### What you will do
The whole listing needs to be returned exactly as it appears.

### Data shown
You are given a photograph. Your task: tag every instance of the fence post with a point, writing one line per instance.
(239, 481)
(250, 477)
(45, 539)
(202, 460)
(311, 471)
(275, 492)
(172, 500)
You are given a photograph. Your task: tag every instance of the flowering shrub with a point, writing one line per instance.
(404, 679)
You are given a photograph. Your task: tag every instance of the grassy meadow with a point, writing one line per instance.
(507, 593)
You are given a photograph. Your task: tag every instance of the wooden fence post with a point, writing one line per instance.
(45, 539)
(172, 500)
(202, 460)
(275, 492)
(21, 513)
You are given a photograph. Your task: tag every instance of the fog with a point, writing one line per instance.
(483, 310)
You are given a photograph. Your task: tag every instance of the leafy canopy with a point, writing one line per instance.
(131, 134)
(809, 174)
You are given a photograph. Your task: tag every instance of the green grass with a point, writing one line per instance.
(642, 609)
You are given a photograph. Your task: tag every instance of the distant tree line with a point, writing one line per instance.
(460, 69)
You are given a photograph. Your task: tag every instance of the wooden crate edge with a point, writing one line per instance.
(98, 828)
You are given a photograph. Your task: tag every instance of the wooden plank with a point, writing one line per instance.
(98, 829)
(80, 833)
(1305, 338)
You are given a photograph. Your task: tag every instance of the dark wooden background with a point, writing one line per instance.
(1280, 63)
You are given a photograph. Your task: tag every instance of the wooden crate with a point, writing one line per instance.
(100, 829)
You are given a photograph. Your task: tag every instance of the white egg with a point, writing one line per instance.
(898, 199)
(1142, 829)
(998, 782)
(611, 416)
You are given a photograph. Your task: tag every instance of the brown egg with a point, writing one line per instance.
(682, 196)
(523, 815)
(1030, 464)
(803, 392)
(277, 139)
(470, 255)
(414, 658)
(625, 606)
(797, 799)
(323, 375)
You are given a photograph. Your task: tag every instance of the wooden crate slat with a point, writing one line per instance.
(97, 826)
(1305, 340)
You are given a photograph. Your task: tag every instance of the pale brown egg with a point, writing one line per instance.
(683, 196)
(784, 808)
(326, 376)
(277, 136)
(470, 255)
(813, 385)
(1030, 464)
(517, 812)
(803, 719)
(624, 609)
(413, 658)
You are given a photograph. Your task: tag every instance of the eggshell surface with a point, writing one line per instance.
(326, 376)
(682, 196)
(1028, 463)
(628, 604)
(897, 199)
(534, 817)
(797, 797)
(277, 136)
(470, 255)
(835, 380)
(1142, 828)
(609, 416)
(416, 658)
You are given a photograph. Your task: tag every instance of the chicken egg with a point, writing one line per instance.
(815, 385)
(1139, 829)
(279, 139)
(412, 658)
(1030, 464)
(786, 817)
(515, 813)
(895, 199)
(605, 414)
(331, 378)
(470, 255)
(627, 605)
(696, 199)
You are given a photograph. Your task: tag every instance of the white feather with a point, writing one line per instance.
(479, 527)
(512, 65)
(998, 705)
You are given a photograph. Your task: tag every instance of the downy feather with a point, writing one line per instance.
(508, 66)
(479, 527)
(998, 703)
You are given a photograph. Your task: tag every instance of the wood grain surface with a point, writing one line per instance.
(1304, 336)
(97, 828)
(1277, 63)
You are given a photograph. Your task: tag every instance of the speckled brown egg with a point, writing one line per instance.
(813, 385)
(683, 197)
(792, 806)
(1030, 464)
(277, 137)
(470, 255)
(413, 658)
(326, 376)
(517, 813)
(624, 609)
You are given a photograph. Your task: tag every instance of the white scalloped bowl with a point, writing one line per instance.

### Result of this exercise
You are given a photograph. Your task: tag every instance of the fence post with a point, writing one line per instance.
(239, 481)
(250, 477)
(45, 539)
(202, 460)
(311, 471)
(275, 492)
(172, 500)
You are given a photograph. Your task: tag every instance of the flowering shrub with a point, writing one line per instance.
(404, 679)
You are given a photograph. Your task: tag every instance of the grassy meadow with a point, writing one line per instance.
(507, 593)
You are given a photograph. Your task: tag every instance of the wooden fence post with a point, writing one line per instance.
(45, 539)
(172, 500)
(202, 460)
(275, 492)
(21, 513)
You are given a photograph. Your task: tag every instance of the fog with a point, writing one line per instance.
(483, 310)
You are given a photograph. Your task: tag every instance of the leafy canopy with a point, writing one line per instance.
(131, 134)
(809, 174)
You are given a photograph. Your task: tag every instance of the green grass with a point, writing one line per instance.
(642, 609)
You are given a photograph. Your task: tag every instance of the distant tree line with a point, writing one line per instance.
(460, 69)
You are given a photograph. Your task: tag every instance of the wooden crate edge with a point, writing one line per instance.
(98, 828)
You are given a photograph. Your task: tag every instance of the wooden plank with a point, writing one line per instance.
(98, 829)
(80, 833)
(1305, 338)
You are given a photograph. Your task: tag every instance of the dark wooden background with a point, writing one line per instance.
(1280, 63)
You are given a photograph. Your task: tag every instance of the wooden crate with a point, writing one line per instance.
(100, 829)
You are given a photograph. Your task: tag every instance of the white egg with a point, writing one line per instance.
(898, 199)
(1142, 829)
(998, 782)
(611, 416)
You are given a photograph. Your task: tag every instance of the brown egg with a point, writing one line per instance.
(682, 196)
(523, 815)
(1030, 464)
(803, 392)
(277, 139)
(470, 255)
(414, 658)
(625, 606)
(797, 799)
(323, 375)
You are given a photograph. Your task: tag every instance of the wooden crate slat with a point, writing one line per instance.
(97, 826)
(1305, 340)
You are given a photograph. Your task: tag every instance of the pale brown egg with a point, writing one line per instance.
(683, 196)
(784, 808)
(326, 376)
(277, 136)
(470, 255)
(813, 385)
(1030, 464)
(517, 812)
(803, 719)
(624, 609)
(413, 658)
You are given a photograph. Your task: tag every instance of the eggshell surface with a point, writing one line per instance.
(326, 376)
(682, 196)
(1028, 463)
(628, 604)
(897, 199)
(534, 817)
(797, 797)
(277, 136)
(470, 255)
(835, 380)
(1142, 828)
(609, 416)
(416, 658)
You are given a photograph. Your task: tag every instance of the chicken egg with a point, writing one line per instance.
(815, 385)
(1139, 829)
(279, 139)
(412, 658)
(1030, 464)
(786, 817)
(515, 813)
(895, 199)
(605, 414)
(331, 378)
(470, 255)
(627, 605)
(696, 199)
You are given a photograph. Your task: tag every instance of the white feather with a point, writing one line per instance.
(479, 527)
(512, 65)
(998, 705)
You are given a photograph. Your task: tag every instance of the downy feather with a point, writing one line per instance.
(508, 66)
(479, 527)
(998, 703)
You are given a photograph. Your task: tag every instance of the wood grain surface with a point, writing one line per instance.
(1304, 336)
(97, 828)
(1277, 63)
You are given a photograph. Your task: tag every instance of the speckled brown egg with a point, writing one line per instance.
(813, 385)
(683, 197)
(792, 806)
(1030, 464)
(277, 137)
(470, 255)
(413, 658)
(326, 376)
(517, 813)
(624, 609)
You are given a photograph. Your task: tag every instance of the white scalloped bowl with a point, writing one line per instance.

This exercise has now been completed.